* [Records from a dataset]
....................

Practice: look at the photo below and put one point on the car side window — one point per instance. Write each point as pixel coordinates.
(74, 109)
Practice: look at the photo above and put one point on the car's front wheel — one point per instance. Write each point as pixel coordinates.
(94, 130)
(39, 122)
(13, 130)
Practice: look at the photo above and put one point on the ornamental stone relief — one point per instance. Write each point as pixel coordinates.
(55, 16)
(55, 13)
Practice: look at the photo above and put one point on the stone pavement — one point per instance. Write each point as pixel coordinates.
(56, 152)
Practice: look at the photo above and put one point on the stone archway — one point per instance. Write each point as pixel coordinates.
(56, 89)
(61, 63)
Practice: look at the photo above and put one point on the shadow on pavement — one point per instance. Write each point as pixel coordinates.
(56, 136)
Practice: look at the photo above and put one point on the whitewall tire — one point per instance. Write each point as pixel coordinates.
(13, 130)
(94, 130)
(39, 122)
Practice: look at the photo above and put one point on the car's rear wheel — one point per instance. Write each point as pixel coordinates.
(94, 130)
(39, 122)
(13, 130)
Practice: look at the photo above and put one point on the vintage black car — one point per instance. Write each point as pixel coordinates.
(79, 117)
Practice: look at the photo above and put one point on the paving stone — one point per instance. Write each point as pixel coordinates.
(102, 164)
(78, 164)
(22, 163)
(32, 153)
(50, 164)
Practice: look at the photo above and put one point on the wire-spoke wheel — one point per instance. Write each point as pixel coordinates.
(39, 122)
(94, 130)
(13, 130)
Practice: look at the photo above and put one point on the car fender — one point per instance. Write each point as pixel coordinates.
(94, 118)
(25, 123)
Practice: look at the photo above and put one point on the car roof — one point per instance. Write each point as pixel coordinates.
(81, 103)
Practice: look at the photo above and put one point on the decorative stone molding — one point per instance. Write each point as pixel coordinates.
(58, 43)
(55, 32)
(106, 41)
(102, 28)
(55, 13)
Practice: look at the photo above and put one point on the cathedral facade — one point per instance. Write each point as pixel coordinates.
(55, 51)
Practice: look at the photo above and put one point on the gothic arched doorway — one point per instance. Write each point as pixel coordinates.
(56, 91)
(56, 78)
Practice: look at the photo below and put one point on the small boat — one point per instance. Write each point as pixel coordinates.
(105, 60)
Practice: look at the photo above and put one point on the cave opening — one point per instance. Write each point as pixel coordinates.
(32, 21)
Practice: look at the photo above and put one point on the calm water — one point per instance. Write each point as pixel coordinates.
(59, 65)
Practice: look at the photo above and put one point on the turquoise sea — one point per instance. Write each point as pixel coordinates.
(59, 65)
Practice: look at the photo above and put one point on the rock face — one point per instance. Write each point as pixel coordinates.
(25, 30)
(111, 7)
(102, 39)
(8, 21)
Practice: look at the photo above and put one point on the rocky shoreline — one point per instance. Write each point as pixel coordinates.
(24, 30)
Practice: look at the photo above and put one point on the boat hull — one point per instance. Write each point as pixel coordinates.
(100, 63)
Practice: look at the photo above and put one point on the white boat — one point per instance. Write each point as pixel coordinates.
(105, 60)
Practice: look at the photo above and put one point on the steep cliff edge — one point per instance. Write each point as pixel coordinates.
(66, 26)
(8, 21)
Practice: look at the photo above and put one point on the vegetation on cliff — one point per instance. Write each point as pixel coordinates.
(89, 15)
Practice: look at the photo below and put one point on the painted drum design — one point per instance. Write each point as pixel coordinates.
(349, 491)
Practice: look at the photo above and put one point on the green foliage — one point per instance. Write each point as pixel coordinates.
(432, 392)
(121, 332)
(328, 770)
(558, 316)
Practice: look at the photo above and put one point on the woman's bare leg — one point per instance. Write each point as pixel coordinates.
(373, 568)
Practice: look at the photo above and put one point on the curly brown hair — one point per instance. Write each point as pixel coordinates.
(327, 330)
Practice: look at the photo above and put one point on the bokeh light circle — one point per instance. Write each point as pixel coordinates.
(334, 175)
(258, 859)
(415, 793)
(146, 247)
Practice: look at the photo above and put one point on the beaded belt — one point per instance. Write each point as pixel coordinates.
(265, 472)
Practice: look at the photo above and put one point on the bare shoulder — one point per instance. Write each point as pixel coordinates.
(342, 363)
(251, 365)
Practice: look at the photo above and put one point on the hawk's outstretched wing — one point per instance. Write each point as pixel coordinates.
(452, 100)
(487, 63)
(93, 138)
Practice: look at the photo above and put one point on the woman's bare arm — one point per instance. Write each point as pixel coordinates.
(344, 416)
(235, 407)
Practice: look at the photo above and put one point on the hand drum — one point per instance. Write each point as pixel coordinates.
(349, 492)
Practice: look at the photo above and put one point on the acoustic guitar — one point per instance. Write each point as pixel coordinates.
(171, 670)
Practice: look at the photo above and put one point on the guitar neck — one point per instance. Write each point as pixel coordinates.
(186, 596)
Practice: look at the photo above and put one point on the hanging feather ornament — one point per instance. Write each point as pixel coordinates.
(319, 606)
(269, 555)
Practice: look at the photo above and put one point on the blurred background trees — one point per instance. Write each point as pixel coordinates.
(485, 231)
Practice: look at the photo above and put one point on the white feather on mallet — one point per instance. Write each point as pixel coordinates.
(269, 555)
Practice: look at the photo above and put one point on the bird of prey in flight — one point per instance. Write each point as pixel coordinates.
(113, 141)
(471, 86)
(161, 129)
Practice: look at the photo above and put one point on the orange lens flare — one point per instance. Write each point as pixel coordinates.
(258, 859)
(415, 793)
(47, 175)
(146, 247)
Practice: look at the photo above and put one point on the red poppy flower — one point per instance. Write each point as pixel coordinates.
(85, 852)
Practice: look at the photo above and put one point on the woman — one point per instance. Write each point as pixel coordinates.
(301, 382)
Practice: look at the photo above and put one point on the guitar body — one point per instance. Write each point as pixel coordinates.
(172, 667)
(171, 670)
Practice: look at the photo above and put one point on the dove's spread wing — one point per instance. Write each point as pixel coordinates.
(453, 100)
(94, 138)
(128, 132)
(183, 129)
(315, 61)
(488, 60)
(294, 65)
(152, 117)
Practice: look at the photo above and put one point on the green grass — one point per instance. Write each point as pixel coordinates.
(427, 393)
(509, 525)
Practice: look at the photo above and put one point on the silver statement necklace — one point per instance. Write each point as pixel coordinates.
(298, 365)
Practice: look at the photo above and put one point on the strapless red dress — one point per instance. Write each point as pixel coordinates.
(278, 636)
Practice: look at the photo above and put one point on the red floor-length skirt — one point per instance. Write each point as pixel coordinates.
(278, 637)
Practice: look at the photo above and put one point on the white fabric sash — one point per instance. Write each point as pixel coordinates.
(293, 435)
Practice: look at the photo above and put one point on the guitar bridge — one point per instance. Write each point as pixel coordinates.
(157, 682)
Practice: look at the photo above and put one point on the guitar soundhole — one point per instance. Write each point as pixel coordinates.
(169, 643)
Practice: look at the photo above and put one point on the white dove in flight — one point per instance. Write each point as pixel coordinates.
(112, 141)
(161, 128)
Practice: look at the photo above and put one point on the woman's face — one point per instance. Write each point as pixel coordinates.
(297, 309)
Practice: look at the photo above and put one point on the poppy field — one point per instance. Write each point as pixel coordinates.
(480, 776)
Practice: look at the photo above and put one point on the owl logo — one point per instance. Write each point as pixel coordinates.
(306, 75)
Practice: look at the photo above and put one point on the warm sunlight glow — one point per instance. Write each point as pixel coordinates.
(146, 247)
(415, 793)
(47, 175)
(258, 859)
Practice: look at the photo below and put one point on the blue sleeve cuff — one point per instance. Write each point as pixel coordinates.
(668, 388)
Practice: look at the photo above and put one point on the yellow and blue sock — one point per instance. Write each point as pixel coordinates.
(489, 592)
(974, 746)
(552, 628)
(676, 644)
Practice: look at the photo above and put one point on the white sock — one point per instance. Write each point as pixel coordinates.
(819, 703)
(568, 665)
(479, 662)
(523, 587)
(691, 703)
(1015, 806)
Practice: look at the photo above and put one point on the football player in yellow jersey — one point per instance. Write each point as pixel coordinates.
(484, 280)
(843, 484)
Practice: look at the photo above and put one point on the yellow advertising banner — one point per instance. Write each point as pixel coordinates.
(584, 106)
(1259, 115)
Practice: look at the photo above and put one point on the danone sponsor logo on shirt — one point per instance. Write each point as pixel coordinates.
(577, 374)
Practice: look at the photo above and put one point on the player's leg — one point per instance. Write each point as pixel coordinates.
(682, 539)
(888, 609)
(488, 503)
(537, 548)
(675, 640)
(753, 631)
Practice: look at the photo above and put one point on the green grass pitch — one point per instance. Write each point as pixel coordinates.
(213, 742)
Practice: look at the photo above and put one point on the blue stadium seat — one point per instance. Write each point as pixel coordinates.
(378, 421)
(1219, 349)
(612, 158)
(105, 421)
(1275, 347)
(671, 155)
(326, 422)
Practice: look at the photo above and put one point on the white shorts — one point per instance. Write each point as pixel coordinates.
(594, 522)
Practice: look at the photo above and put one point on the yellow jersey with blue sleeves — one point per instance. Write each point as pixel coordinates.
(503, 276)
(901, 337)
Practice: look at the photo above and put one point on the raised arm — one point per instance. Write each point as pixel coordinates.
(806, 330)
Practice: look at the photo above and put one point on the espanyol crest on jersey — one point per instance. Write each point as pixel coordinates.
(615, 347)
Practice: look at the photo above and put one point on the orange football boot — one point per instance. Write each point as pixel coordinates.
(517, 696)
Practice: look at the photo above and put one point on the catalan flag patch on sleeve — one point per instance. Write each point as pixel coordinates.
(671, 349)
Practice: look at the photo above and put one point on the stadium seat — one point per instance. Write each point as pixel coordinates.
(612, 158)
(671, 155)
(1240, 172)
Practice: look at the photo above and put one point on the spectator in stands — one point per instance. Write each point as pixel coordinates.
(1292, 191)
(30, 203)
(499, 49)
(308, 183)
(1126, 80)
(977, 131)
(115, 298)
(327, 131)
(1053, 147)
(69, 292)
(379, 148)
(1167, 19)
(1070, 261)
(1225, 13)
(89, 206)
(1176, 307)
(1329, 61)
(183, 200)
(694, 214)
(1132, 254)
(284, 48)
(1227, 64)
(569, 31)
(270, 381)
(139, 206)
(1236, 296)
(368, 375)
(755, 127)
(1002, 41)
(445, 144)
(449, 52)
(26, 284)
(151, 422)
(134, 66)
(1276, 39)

....................

* [Your task] From the line that contains "on the espanyol" down to the last line above, print each line exactly as it appears.

* [Result below]
Practice: look at the photo above and put one point on the espanyol crest on jersey — one point per instance. Write each point as pixel coordinates.
(615, 347)
Practice: look at the photo above and put one point on the orange football boot — one point per instance. Write each point as pixel coordinates.
(517, 696)
Practice: look at the photo above and put one point on the catalan flag patch on sleeve — one point per instance. Write each point as pixel coordinates.
(671, 349)
Practice: look at the photo above and put one point on the stadium seat — one point per instance. Write each point as pixel coordinates.
(612, 158)
(671, 155)
(1240, 172)
Practice: look at the photo above and put one point on the spectator in stands — one point per instance. Write each point as pixel coordinates.
(1292, 191)
(30, 203)
(499, 49)
(308, 183)
(1126, 80)
(977, 131)
(115, 298)
(327, 131)
(1053, 147)
(69, 292)
(379, 148)
(1167, 19)
(1070, 261)
(1225, 13)
(89, 206)
(1176, 307)
(1329, 61)
(183, 200)
(694, 214)
(1132, 254)
(284, 48)
(1227, 64)
(569, 31)
(270, 381)
(139, 206)
(1236, 296)
(368, 375)
(755, 127)
(1002, 41)
(445, 144)
(449, 52)
(26, 284)
(151, 422)
(134, 66)
(1276, 39)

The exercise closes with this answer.